■ **Stated problem 1**:
Decide whether each statement below agrees with the sigma algebra passage, answering yes or no and quoting the words of the passage that settle it. (a) Analysis books commonly discuss p-systems and d-systems. (b) In the coin toss example, the observer can see only the result of the second toss. (c) The Borel sigma algebra is generated by the collection of all closed subsets of $E$.
■ **Stated problem 2**:
Write what comes next in the sigma algebra passage, picking up after its final sentence.

■ **Text section**:

★ ★ ★ ★

At this point, a probability text book like *Probability and Stochastics by Erhan Cinlar* goes into p-system and d-system but no analysis book ever mentions this. I wondered why and found [this](https://mathoverflow.net/questions/32288/why-pi-systems-and-dynkin-lambda-systems-on-the-relative-merits-of-approaches-i) page. It seems like the p-system and d-system are names given to collections of sets that obey certain properties and the $\pi-\lambda$ makes many proofs easier. The analysis might try to prove such things bottom up.
Why do we care about the *smallest* sigma algebra containing a particular collection of subsets? This may be because the observer can only *observe* the output on the collection of sets. We go up to sigma algebra because that is necessary for the machinery of probability to be useful but we don’t want to go any more granular. Consider an experiment of two coin tosses, but an observer only being able to see the result of the second one.
> [!question]- What is Borel sigma algebra?
> If $E$ is topological (with topology $\tau$) then the sigma algebra generated by the collection of all open subsets of $E$ is called the (def:: Borel sigma algebra) on $E$ and is denoted by $\mathcal B_{\tau}(E)$ or $\mathcal B_E$, if topology is an obvious one.

★ ★ ★ ★

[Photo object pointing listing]
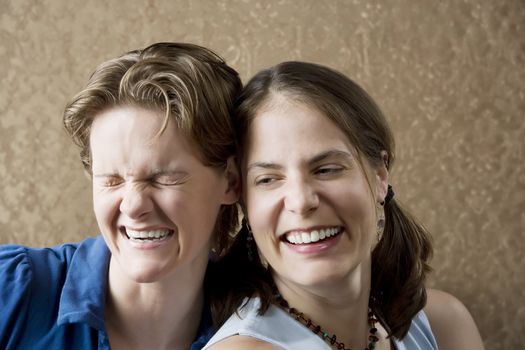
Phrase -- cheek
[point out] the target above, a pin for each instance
(105, 207)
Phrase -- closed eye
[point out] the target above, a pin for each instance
(169, 179)
(110, 181)
(265, 180)
(329, 170)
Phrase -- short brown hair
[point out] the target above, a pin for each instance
(399, 260)
(191, 84)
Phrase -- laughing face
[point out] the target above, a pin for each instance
(310, 206)
(155, 202)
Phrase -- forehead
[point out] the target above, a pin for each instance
(131, 136)
(291, 126)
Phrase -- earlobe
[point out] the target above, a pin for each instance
(233, 189)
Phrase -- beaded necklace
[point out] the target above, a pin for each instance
(317, 330)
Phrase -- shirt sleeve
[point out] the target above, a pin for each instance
(15, 287)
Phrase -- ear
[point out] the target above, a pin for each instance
(233, 191)
(381, 173)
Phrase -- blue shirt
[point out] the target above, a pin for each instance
(53, 298)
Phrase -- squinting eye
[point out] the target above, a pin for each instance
(166, 180)
(262, 181)
(328, 170)
(112, 181)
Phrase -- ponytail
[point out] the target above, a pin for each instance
(399, 267)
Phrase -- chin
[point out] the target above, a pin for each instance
(146, 274)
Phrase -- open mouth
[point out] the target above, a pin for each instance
(314, 236)
(147, 236)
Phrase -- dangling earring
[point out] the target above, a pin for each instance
(380, 221)
(250, 246)
(249, 239)
(263, 261)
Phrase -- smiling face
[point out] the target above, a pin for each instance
(310, 207)
(155, 202)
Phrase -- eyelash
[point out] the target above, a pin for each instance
(264, 181)
(328, 170)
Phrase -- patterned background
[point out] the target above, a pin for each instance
(449, 75)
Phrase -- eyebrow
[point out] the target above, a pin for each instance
(330, 154)
(156, 172)
(316, 159)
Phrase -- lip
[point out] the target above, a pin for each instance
(307, 229)
(146, 244)
(316, 247)
(312, 247)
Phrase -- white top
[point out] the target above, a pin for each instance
(278, 328)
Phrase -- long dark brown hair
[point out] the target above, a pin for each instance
(399, 260)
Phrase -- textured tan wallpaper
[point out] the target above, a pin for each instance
(449, 75)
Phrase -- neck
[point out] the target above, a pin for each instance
(158, 315)
(336, 306)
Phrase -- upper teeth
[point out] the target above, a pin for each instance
(312, 236)
(147, 234)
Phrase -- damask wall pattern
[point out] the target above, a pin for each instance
(448, 74)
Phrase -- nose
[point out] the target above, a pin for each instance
(136, 202)
(301, 197)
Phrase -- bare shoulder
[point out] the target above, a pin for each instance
(451, 322)
(239, 342)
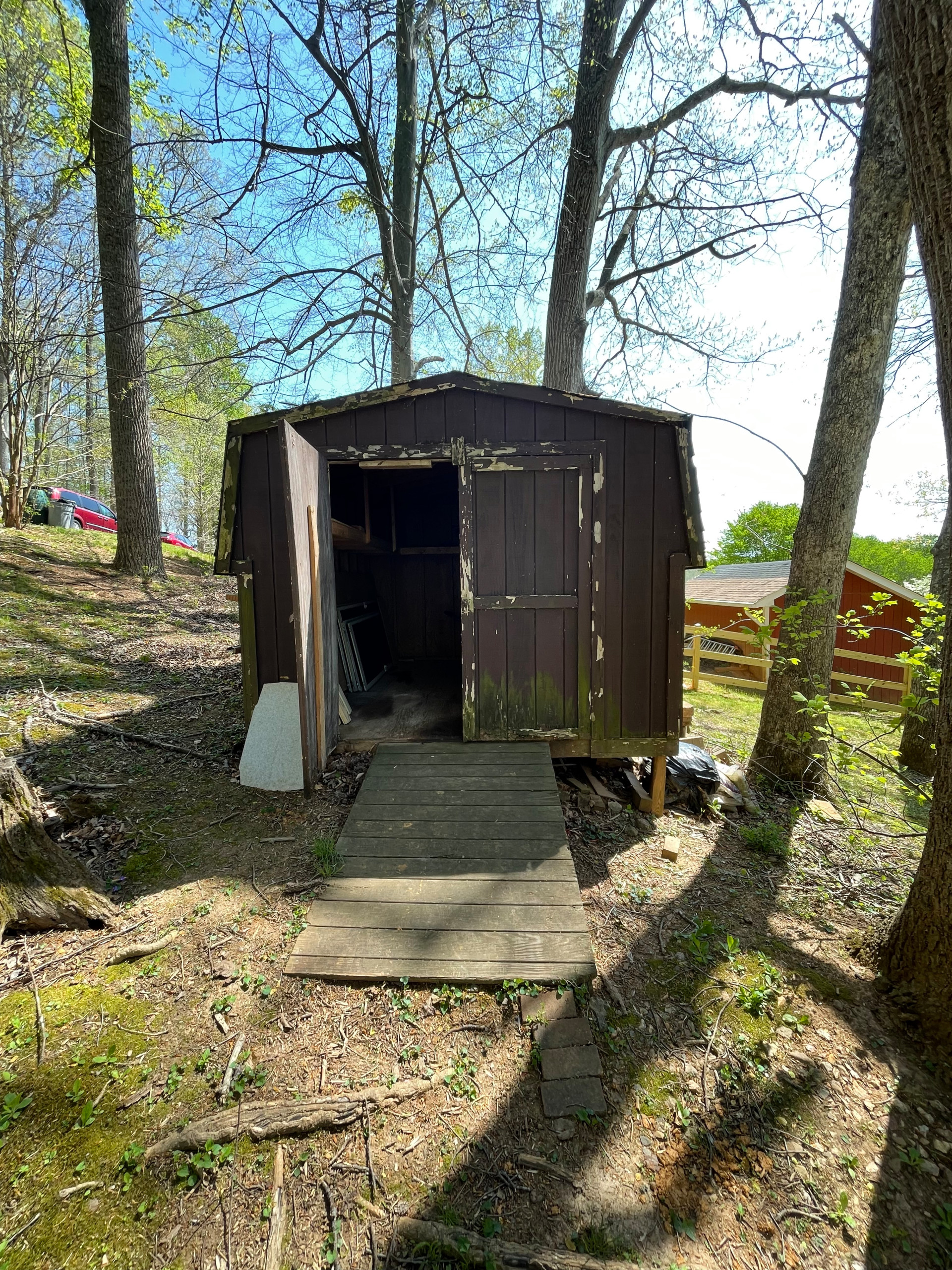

★ ★ ★ ★

■ **Result 1**:
(a) No: "no analysis book ever mentions this."
(b) Yes: "an observer only being able to see the result of the second one."
(c) No: "the sigma algebra generated by the collection of all open subsets of $E$."

■ **Result 2**:
> [!question] Limit of an increasing sequence of sets
> By $A_n \uparrow A$, we denote an increasing sequence of sets converging to $A$, meaning for $i\in\mathbb N$, sets $A_i$ are such that $A_i \subseteq A_{i+1}$ and $A\triangleq\bigcup_i A_i$. See [these notes on convergence of sequences of sets for more details](onenote:https://d.docs.live.net/725c2b64870f4322/Documents/Stats%20605%20Probability%20theory/MIT%206.436J.one#Prerequisites§ion-id=%7B25E4F1A0-5501-D648-BADE-4C9E80A8C37B%7D&page-id=%7B39648B71-A9C8-B941-A79C-78F37ACBDA0E%7D&end) ([Web view](https://onedrive.live.com/view.aspx?resid=725C2B64870F4322%211365&id=documents&wd=target%28MIT%206.436J.one%7C25E4F1A0-5501-D648-BADE-4C9E80A8C37B%2FPrerequisites%7C39648B71-A9C8-B941-A79C-78F37ACBDA0E%2F%29)) ^4a7be7
> [!question]- What is p-system or $\pi$-system?
> A collection of subsets is called a (def:: pi-system) if it is *non-empty* and is closed under finite intersections.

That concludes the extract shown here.